> **EXERCISE PROMPT**:
Rename "high-rise building" to "skyscraper" in every row below and leave everything else unchanged.

> **AVAILABLE DATA**:
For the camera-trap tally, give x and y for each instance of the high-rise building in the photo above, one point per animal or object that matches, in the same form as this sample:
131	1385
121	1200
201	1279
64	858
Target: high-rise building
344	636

> **SOLUTION TO THIS PROBLEM**:
For the camera-trap tally, give x and y for each instance of the skyscraper in the photo above, one point per animal or object that matches, in the same form as this sample:
131	1385
121	1200
201	1279
64	858
Target: skyscraper
344	636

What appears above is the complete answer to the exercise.